# [Instructions to follow]
Look at the entries below and reproduce them exactly.

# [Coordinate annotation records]
[START]

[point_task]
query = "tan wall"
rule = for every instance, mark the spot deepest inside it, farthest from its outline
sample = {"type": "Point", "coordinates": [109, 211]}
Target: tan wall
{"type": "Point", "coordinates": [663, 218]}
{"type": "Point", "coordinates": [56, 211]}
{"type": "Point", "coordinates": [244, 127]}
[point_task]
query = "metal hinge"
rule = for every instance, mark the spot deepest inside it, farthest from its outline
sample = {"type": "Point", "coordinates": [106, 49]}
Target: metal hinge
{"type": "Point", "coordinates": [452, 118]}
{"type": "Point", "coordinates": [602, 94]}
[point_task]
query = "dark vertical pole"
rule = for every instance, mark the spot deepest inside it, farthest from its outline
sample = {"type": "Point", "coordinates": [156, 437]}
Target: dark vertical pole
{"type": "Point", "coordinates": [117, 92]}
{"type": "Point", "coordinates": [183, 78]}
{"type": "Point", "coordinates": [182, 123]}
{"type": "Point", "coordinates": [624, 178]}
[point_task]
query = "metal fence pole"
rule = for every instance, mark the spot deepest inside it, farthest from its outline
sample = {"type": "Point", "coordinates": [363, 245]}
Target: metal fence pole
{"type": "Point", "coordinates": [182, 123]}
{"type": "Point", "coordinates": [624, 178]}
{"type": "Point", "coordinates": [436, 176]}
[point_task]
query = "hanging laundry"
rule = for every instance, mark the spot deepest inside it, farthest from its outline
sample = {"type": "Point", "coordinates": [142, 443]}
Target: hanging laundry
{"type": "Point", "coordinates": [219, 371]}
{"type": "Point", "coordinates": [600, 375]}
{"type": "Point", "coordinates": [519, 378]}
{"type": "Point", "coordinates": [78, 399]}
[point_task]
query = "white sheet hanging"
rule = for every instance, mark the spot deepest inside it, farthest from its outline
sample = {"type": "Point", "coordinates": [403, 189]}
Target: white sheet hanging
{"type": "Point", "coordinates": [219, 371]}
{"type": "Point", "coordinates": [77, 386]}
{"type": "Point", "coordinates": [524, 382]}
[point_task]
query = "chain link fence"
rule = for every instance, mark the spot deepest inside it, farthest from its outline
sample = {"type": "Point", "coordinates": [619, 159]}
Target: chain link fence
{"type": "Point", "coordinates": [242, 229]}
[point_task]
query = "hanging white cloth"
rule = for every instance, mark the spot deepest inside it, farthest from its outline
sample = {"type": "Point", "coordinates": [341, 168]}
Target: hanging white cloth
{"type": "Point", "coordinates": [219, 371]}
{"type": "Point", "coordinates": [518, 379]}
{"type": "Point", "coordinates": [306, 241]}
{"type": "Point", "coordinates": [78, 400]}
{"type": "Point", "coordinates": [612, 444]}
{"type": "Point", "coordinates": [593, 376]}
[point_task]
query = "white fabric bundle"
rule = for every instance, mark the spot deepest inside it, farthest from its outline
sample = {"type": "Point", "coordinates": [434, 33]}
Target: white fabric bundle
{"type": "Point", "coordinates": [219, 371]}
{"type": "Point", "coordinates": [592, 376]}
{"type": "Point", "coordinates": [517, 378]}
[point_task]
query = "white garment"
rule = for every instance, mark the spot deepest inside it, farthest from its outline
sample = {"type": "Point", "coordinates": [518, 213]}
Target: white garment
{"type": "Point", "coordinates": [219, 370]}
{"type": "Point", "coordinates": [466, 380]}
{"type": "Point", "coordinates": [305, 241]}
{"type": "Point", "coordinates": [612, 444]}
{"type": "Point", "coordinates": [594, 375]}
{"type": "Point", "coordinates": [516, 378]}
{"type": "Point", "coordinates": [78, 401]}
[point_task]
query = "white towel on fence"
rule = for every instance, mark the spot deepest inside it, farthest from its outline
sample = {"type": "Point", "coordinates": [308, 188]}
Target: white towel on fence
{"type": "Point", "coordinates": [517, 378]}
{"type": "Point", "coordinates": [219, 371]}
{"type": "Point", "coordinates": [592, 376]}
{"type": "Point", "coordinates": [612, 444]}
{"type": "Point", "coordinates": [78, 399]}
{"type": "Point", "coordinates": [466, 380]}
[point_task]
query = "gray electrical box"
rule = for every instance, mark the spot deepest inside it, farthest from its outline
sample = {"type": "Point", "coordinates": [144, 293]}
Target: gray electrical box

[END]

# [In response]
[point_task]
query = "tan wall"
rule = for every instance, mark the spot deepest inside it, farthest from its outline
sample = {"type": "Point", "coordinates": [109, 211]}
Target: tan wall
{"type": "Point", "coordinates": [663, 218]}
{"type": "Point", "coordinates": [56, 211]}
{"type": "Point", "coordinates": [244, 127]}
[point_task]
query = "metal hinge"
rule = for every instance, mark the spot deepest inside it, farthest from its outline
sample = {"type": "Point", "coordinates": [106, 49]}
Target: metal hinge
{"type": "Point", "coordinates": [452, 118]}
{"type": "Point", "coordinates": [602, 94]}
[point_task]
query = "dark vertical pole"
rule = for every instance, mark the spot deepest inside it, farthest from its outline
sample = {"type": "Point", "coordinates": [156, 437]}
Target: dark vertical pole
{"type": "Point", "coordinates": [117, 92]}
{"type": "Point", "coordinates": [183, 78]}
{"type": "Point", "coordinates": [182, 123]}
{"type": "Point", "coordinates": [624, 178]}
[point_task]
query = "metal fence pole"
rule = for every instance, mark the spot deepest inside it, farthest from its outline
sample = {"type": "Point", "coordinates": [363, 245]}
Target: metal fence pole
{"type": "Point", "coordinates": [182, 123]}
{"type": "Point", "coordinates": [624, 178]}
{"type": "Point", "coordinates": [436, 176]}
[point_task]
query = "hanging laundry"
rule = for every instance, mark the spot deepest inside it, farthest from its outline
sample = {"type": "Point", "coordinates": [142, 443]}
Target: hanging laundry
{"type": "Point", "coordinates": [219, 371]}
{"type": "Point", "coordinates": [600, 375]}
{"type": "Point", "coordinates": [519, 378]}
{"type": "Point", "coordinates": [78, 399]}
[point_task]
query = "white sheet hanging"
rule = for every instance, mark the spot deepest inside it, farthest from its outline
sample = {"type": "Point", "coordinates": [403, 189]}
Target: white sheet hanging
{"type": "Point", "coordinates": [219, 371]}
{"type": "Point", "coordinates": [77, 386]}
{"type": "Point", "coordinates": [524, 382]}
[point_task]
query = "chain link fence"
rule = for every instance, mark the spot deepest inside it, farthest from its outline
sample = {"type": "Point", "coordinates": [619, 159]}
Target: chain link fence
{"type": "Point", "coordinates": [242, 229]}
[point_task]
query = "hanging white cloth"
rule = for every instance, mark the spot deepest inside it, farthest from its outline
sample = {"type": "Point", "coordinates": [341, 168]}
Target: hanging white cloth
{"type": "Point", "coordinates": [219, 371]}
{"type": "Point", "coordinates": [518, 379]}
{"type": "Point", "coordinates": [306, 241]}
{"type": "Point", "coordinates": [78, 400]}
{"type": "Point", "coordinates": [612, 444]}
{"type": "Point", "coordinates": [593, 376]}
[point_task]
query = "white fabric bundle"
rule = for every instance, mark the spot deepest inside it, farthest from its outline
sample = {"type": "Point", "coordinates": [434, 33]}
Target: white fabric bundle
{"type": "Point", "coordinates": [219, 371]}
{"type": "Point", "coordinates": [592, 376]}
{"type": "Point", "coordinates": [517, 378]}
[point_task]
query = "white garment"
rule = for every instance, mark the spot deepest inside it, farthest from its outline
sample = {"type": "Point", "coordinates": [518, 213]}
Target: white garment
{"type": "Point", "coordinates": [219, 370]}
{"type": "Point", "coordinates": [466, 380]}
{"type": "Point", "coordinates": [305, 241]}
{"type": "Point", "coordinates": [612, 444]}
{"type": "Point", "coordinates": [594, 375]}
{"type": "Point", "coordinates": [516, 378]}
{"type": "Point", "coordinates": [78, 401]}
[point_task]
query = "white towel on fence"
rule = for every instance, mark the spot deepest inside it, farthest from its outline
sample = {"type": "Point", "coordinates": [308, 188]}
Target: white towel on fence
{"type": "Point", "coordinates": [517, 378]}
{"type": "Point", "coordinates": [219, 371]}
{"type": "Point", "coordinates": [592, 376]}
{"type": "Point", "coordinates": [612, 444]}
{"type": "Point", "coordinates": [78, 399]}
{"type": "Point", "coordinates": [466, 380]}
[point_task]
query = "gray electrical box"
rule = for every instance, mark the spot deepest inside it, farthest from its outline
sample = {"type": "Point", "coordinates": [144, 293]}
Target: gray electrical box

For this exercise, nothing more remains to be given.